[Image location labeling entries]
>>>
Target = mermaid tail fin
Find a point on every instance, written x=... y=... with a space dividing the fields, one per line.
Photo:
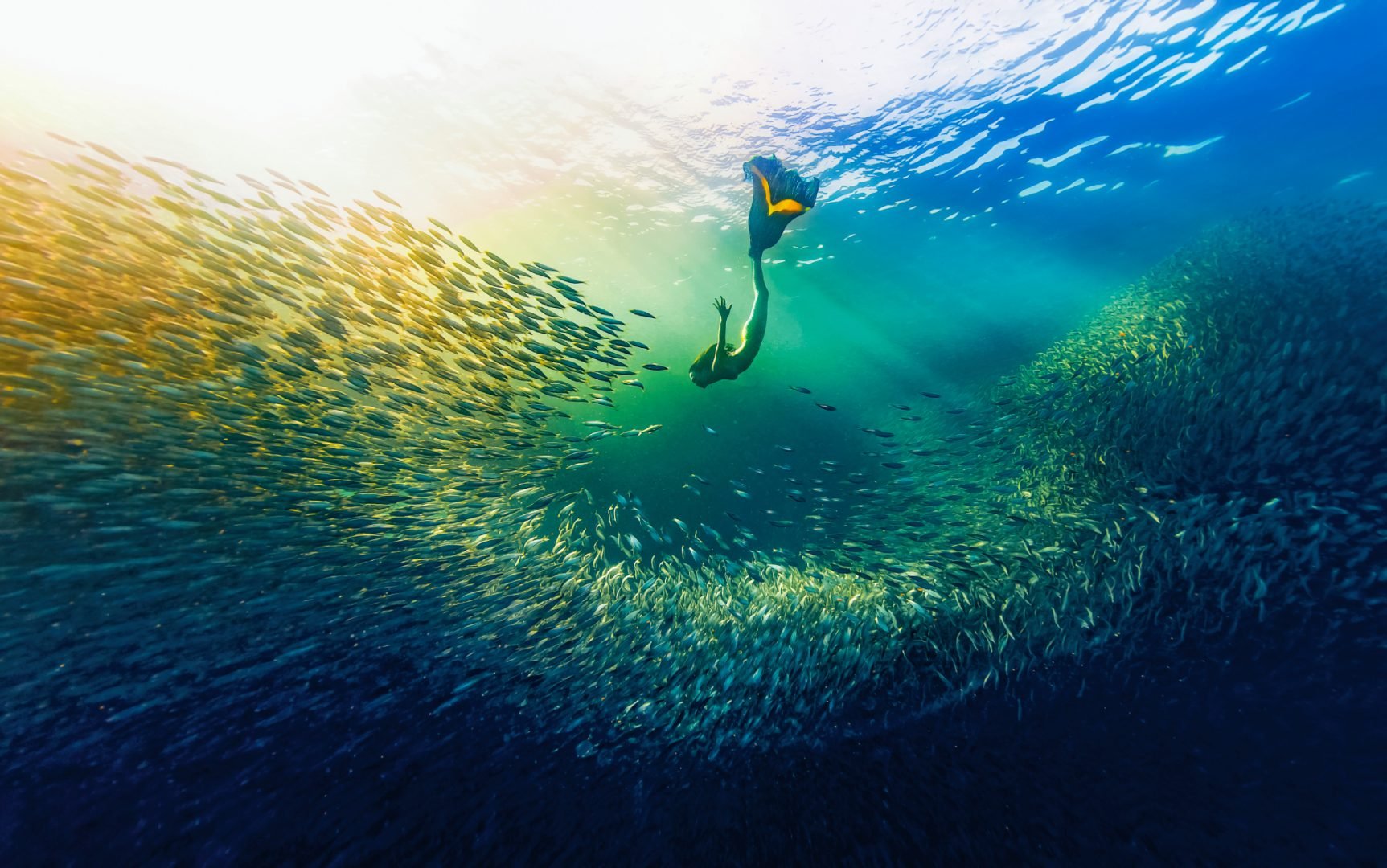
x=778 y=196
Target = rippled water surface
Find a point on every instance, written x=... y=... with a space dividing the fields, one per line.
x=357 y=508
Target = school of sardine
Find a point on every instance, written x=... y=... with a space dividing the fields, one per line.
x=227 y=403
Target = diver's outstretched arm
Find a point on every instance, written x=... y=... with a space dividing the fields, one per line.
x=719 y=348
x=755 y=329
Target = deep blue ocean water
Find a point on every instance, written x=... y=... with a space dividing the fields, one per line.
<<<
- [To do]: Rewrite every line of the listing above, including the requests, shifting each coordinate in the answers by adding 115 to every x and y value. Omit the pictures from your reply.

- [Worked answer]:
Target = mermaid tail fin
Find a point on every instance, written x=... y=... with a space dividing the fields, one per line.
Photo:
x=893 y=311
Target = rippled water surface
Find a point on every instance, written x=... y=... with a space dividing the fields, one per line.
x=472 y=623
Target = school of sardine
Find a point on every instance, written x=... y=... with a space dividing the fields, one per line.
x=342 y=518
Target = diver's outstretched arm
Find a point on every instance, written x=... y=... with a space dividing the fields, one per line.
x=834 y=463
x=870 y=444
Target = deep blue ocean water
Find a point on every instance, written x=... y=... with a space dividing the fields, one per line.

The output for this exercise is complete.